===== TEXT SHOWN =====
Mr. Jim Franklin, an elementary special education teacher at Elm Street Elementary School in Rome Georgia, has spent the last ten months establishing a new company, Slide-A-Round Math Manipulatives, LLC, and working to manufacture the products he created and designed to help the students in his own classroom face the challenges of ever-increasing rigor with national math standards (CCGPS).

To provide a little background, at the beginning of the 2011-2012 school year, Mr. Franklin’s assistant special education director along with a math coordinator from a local college, requested to observe his 4th grade math inclusion class. The students were working with math standards involving the abstract concept of rounding numbers. When he began to search for new strategies/interventions that had been successfully implemented by other teachers involving the concept of rounding numbers, he was somewhat surprised with the lack of options. He saw only dry erase markers and boards, blocks, paper and pencil, and number lines up to 100; the numbers his students were using were greater than 100.  Although all four options have been used for years with some success, Jim wanted math manipulatives that could make an immediate impact on his students’ educational performance.

At this point, incorporating movable, interchangeable slides, he created a number line system that helps students visually round whole numbers up to 10,000,000. Student responses and achievement were both encouraging and immediate. When Jim began to show the concept and manipulatives to his colleagues, the reaction was overwhelmingly positive. Teachers began to ask him to create manipulatives to address a variety of other math standards that were difficult concepts for their students to grasp. Due to their requests, he also developed manipulatives for them that involve weight, elapsed time, money, decimals, and fractions.
=====
### REQUIRED ACTION
Write a continuation of the text about Jim Franklin's math manipulatives, beginning right after its final sentence. The items that come next have no connection to the text about Jim Franklin's math manipulatives.
===== DATA FOR REVIEW =====
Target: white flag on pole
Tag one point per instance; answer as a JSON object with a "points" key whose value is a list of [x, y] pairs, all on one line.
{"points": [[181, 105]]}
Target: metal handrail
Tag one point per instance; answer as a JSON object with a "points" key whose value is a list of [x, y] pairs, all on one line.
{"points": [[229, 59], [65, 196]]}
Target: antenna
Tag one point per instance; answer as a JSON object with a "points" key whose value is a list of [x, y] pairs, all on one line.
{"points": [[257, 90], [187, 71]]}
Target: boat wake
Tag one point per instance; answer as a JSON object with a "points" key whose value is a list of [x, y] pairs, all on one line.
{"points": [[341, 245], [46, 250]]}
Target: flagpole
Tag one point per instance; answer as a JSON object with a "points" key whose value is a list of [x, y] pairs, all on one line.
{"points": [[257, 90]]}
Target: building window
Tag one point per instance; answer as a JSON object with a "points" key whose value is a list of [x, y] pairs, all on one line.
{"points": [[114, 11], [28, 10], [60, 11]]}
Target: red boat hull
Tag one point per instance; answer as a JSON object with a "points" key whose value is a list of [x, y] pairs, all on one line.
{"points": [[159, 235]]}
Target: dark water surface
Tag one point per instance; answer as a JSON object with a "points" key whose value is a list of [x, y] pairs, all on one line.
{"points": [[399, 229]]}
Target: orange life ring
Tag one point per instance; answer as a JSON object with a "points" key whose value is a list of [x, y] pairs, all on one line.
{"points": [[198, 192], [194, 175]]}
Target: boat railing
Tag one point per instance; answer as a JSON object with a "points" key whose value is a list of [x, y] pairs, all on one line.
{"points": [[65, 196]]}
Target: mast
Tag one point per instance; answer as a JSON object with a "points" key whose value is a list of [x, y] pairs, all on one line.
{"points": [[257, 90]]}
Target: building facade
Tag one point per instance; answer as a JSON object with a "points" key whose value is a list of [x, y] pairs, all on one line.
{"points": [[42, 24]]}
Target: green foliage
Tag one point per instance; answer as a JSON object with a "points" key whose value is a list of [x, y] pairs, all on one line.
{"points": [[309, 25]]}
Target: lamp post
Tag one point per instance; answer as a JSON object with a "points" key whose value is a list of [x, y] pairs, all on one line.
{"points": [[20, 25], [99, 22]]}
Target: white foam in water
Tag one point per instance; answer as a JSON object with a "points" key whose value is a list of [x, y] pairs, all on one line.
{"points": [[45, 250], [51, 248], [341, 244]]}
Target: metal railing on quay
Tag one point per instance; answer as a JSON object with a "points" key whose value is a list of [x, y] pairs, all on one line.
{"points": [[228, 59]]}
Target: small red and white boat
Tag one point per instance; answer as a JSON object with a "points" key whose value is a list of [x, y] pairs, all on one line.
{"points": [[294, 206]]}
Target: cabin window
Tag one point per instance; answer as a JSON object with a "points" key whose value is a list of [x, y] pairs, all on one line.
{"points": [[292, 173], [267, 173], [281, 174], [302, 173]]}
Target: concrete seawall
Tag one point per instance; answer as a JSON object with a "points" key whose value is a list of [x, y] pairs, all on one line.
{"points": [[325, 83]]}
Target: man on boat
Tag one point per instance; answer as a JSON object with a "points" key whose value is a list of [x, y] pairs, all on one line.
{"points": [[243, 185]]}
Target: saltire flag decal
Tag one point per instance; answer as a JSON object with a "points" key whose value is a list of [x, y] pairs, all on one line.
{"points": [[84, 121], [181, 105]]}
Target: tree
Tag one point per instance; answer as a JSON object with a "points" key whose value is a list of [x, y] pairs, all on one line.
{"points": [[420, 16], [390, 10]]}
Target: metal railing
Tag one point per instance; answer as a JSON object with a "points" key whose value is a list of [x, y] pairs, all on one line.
=====
### ANSWER FOR THE TASK
As with any truly powerful teaching tool, the ideas continue to expand and grow based on student need. Collaborating with a variety of stake holders – teachers, students, administrators, parents, specialists, and therapists, Mr. Franklin has added a visually-impaired (24-inch) version of his student version and is also currently consulting with American Printinghouse for the Blind to convert the Teachers’ Aid (32-inch) to Braille. When you visit his website www.slidearoundmath.com, you will be able to view images of all of his current products as well as follow his blog which details updated information about meetings, conferences, and new product releases.

Jim will be an exhibitor at the 2012 NCTM Conference in Dallas, TX this October 10-12th and will also present at the 2012 ACTM in Montgomery, AL on November 2th.